> **PROMPT 1**
Write out the "Terminal Illness" post word for word, from "First things first." up to and including "the devil for?".
> **PROMPT 2**
Answer these questions using the "Terminal Illness" post:
(a) Which festival experience does the writer say they are still chewing over?
(b) What three kinds of equipment does the humanity of the realized future have?
(c) What is the subject of the first aside?

## START PAGE TEXT

Terminal Illness
Bless me, readers, for I have sinned. It’s been a month since my last confession. Over a month, actually, but what a busy, busy month it’s been. I’m still chewing over my Cannes 2009 experience- the meat of it still churning slowly through my digestive tract. In the meantime, over the long weekend, I watched Terminator: Salvation and could only conclude my viewing with a single thought: when did John Connor become a complete and monstrous prick?
I will spoil just about everything that can be spoiled in my… let’s call it “analysis” below, so reader beware!
First things first. The future promised by The Terminator and Terminator 2 is not the future of Salvation. Sure, on the surface, both sets of humanity had been bombed back to the Stone Age but whereas, in the slight glimpses offered by the earlier films, humanity was living the desperate existence of a beast, the humanity of the realized future has jets, helicopters, and nuclear submarines. Are they desperate? Yeah. But it’s not the same sort of clawing feverishly at death, huddled by the fire, afraid of the dark sort of desperate I was expecting.
Aside #1: on the subject of fires, why must every bombed out urban location have a complement of untended, undying fires? What is this unquenchable fuel and why can’t we harness it as a power source? Who is tending these fires? And what the devil for?

## END PAGE TEXT
## START DATASET SECTION

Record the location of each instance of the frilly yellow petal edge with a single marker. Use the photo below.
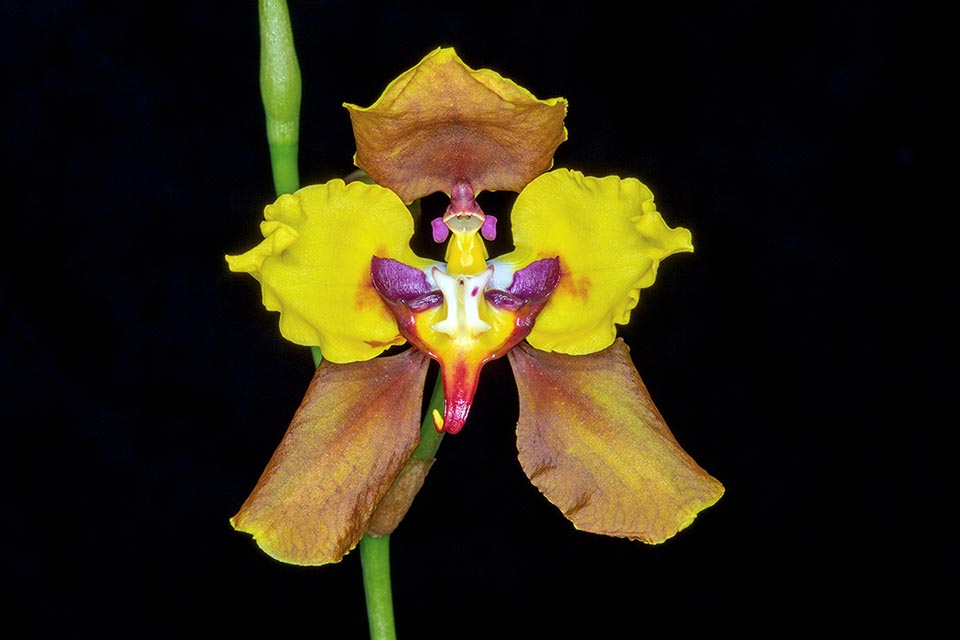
(610, 240)
(314, 266)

## END DATASET SECTION

> **WORKED ANSWER 1**
First things first. The future promised by The Terminator and Terminator 2 is not the future of Salvation. Sure, on the surface, both sets of humanity had been bombed back to the Stone Age but whereas, in the slight glimpses offered by the earlier films, humanity was living the desperate existence of a beast, the humanity of the realized future has jets, helicopters, and nuclear submarines. Are they desperate? Yeah. But it’s not the same sort of clawing feverishly at death, huddled by the fire, afraid of the dark sort of desperate I was expecting.
Aside #1: on the subject of fires, why must every bombed out urban location have a complement of untended, undying fires? What is this unquenchable fuel and why can’t we harness it as a power source? Who is tending these fires? And what the devil for?

> **WORKED ANSWER 2**
(a) Cannes 2009.
(b) Jets, helicopters, and nuclear submarines.
(c) Fires, specifically the untended, undying fires found in every bombed-out urban location.